• Exercise prompt:
List each line of the data that contains the word "wall".
#### Input rows
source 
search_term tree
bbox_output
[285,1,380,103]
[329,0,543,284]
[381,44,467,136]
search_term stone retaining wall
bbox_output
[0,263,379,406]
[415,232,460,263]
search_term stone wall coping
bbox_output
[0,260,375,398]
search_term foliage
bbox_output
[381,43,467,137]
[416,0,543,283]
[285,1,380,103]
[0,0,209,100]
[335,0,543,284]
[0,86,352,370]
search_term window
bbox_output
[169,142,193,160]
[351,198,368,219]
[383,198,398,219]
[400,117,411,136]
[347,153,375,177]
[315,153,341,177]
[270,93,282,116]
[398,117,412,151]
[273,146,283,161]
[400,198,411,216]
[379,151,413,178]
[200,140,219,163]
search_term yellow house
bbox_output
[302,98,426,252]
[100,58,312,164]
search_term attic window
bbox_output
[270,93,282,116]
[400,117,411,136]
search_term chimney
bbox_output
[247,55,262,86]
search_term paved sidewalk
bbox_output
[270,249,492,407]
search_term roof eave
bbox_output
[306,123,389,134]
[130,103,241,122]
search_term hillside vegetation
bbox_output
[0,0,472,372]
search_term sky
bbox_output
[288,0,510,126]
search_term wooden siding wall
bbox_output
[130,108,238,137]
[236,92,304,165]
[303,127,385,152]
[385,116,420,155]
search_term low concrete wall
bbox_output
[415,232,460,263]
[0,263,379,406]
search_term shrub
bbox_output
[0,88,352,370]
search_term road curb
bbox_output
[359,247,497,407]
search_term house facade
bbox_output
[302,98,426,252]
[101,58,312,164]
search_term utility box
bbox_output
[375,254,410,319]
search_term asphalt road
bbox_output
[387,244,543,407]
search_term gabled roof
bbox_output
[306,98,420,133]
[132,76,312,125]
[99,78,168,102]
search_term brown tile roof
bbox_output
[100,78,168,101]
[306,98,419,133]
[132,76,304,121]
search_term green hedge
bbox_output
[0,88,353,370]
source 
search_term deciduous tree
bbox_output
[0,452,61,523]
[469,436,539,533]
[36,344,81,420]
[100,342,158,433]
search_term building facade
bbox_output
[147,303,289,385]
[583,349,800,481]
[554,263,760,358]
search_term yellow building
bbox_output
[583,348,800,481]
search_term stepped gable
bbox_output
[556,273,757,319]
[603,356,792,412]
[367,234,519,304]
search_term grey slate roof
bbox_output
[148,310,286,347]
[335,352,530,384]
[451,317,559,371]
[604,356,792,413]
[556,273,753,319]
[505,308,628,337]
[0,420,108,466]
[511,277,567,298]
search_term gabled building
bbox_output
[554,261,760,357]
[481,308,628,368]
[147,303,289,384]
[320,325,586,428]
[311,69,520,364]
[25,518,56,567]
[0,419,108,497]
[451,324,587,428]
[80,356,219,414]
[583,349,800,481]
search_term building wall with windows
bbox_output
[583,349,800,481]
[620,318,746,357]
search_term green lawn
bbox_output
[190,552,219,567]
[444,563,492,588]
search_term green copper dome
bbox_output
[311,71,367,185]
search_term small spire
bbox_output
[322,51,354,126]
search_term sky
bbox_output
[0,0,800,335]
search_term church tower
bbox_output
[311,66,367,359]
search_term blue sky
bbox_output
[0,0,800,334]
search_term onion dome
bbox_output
########
• The completed task:
search_term stone retaining wall
search_term stone wall coping
search_term wooden siding wall
search_term low concrete wall
search_term building wall with windows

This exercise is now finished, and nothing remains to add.